Write out the records below again, replacing each "Pointing rules" with "Labeling rules" and keeping everything else the same. Leave the pictures out.

(Point labeling dataset excerpts)

○ ○ ○ ○

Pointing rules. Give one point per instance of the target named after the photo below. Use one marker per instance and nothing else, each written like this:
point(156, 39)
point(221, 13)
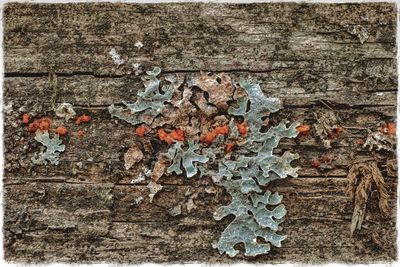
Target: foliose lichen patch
point(204, 135)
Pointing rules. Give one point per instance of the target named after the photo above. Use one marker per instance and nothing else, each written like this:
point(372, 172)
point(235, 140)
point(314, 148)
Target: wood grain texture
point(309, 55)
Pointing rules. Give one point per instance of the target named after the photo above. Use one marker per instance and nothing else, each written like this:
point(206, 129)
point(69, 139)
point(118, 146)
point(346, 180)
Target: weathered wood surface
point(304, 53)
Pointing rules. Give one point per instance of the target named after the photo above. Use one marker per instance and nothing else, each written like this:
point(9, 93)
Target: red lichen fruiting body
point(178, 135)
point(208, 138)
point(61, 130)
point(242, 128)
point(164, 136)
point(25, 118)
point(83, 118)
point(315, 163)
point(224, 130)
point(80, 133)
point(391, 126)
point(229, 147)
point(360, 142)
point(388, 128)
point(303, 129)
point(336, 132)
point(141, 130)
point(42, 124)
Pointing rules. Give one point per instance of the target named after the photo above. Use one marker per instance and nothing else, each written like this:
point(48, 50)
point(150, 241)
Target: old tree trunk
point(316, 58)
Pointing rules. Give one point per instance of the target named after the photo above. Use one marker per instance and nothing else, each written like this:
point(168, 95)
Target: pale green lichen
point(243, 176)
point(252, 220)
point(187, 158)
point(149, 102)
point(53, 148)
point(243, 172)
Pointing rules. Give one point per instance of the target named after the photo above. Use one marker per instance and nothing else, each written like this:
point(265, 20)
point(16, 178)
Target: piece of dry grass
point(362, 176)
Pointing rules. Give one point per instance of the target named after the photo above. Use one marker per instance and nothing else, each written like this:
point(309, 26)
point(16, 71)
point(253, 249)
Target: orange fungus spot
point(360, 141)
point(83, 118)
point(229, 147)
point(242, 128)
point(303, 129)
point(42, 124)
point(388, 128)
point(25, 118)
point(61, 130)
point(336, 132)
point(178, 135)
point(315, 163)
point(391, 128)
point(221, 130)
point(81, 133)
point(164, 136)
point(141, 130)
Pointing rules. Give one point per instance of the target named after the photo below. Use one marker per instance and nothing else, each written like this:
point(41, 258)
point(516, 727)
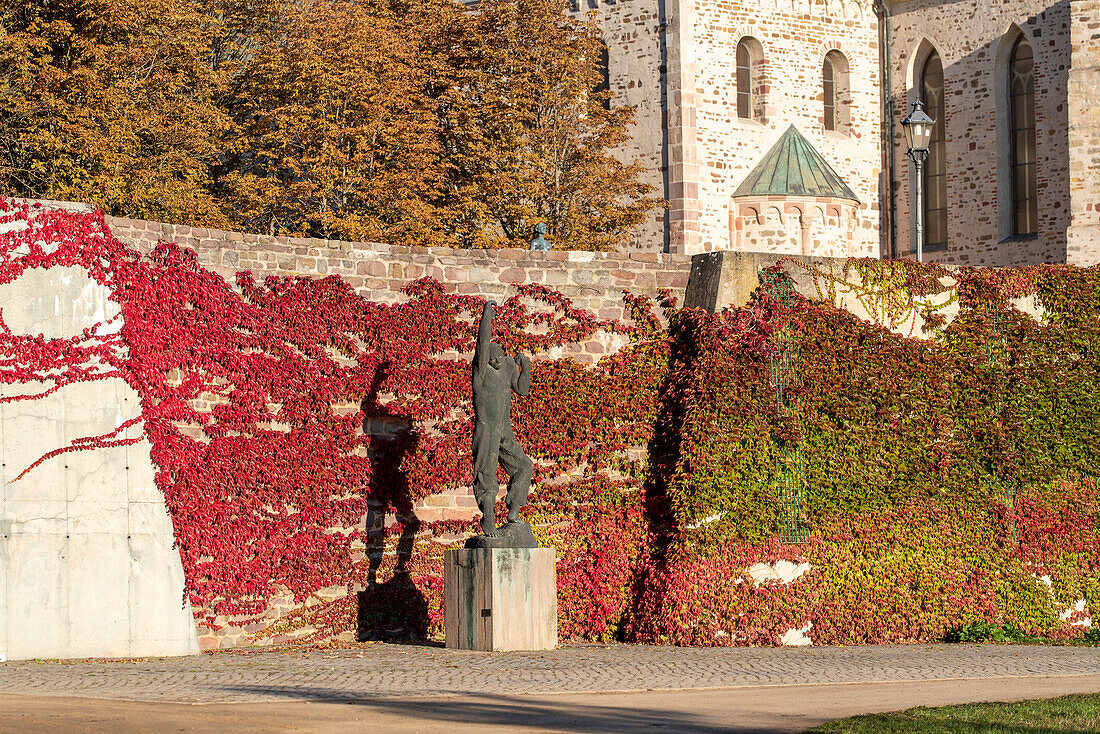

○ ○ ○ ○

# FULL ANSWER:
Labeling rules. Give one point per instance of the target named after the photo below. Use one marker per instance and nothing else, each written like this:
point(156, 39)
point(221, 13)
Target: foliose lichen patch
point(204, 135)
Labeling rules. Give one point per instance of the target named after the photo above. Use one marker per instance and nothing else, each written like this:
point(372, 172)
point(235, 140)
point(314, 148)
Target: wood grain texture
point(309, 55)
Labeling rules. Give one point per instance of the target named after the photo above. Use one marker per instance and nothing else, each written like this:
point(206, 129)
point(69, 139)
point(118, 146)
point(346, 180)
Target: weathered wood surface
point(304, 53)
Labeling rules. Give one point per instance of the target named after the photo above. Use one marker per instance and nothing else, each written like this:
point(9, 93)
Target: red lichen fruiting body
point(178, 135)
point(208, 138)
point(61, 130)
point(242, 128)
point(164, 136)
point(25, 118)
point(83, 118)
point(315, 163)
point(224, 130)
point(80, 133)
point(391, 126)
point(229, 147)
point(360, 142)
point(388, 128)
point(303, 129)
point(336, 132)
point(141, 130)
point(42, 124)
Labeling rules. Give one point per instance of the target named after the photo above. Use one marker per instance and nothing else, each written like this:
point(48, 50)
point(150, 241)
Target: old tree trunk
point(316, 58)
Labeling rules. Give one point per instance of the target named after the photo above. Use one marker per instance and nothing else, each written like this:
point(168, 95)
Target: pale green lichen
point(243, 176)
point(252, 220)
point(187, 158)
point(149, 102)
point(53, 148)
point(243, 172)
Labeling rules. Give one point per instance of the target named after the photo above. Use one marker per instance and nothing else, each written like this:
point(265, 20)
point(16, 178)
Target: piece of dry grass
point(362, 176)
Labeling rules. Give one point per instance of the target named after the photo above. Use one marker per instance and nothing else, each written like this:
point(309, 26)
point(16, 71)
point(253, 249)
Target: orange fungus spot
point(360, 141)
point(83, 118)
point(229, 147)
point(242, 128)
point(303, 129)
point(42, 124)
point(388, 128)
point(25, 118)
point(61, 130)
point(336, 132)
point(178, 135)
point(315, 163)
point(391, 128)
point(221, 130)
point(81, 133)
point(164, 136)
point(141, 130)
Labeling rules. Give one point per instance of the target named after the photo below. Use one marker per instance and nothing else, each written like this:
point(41, 258)
point(516, 727)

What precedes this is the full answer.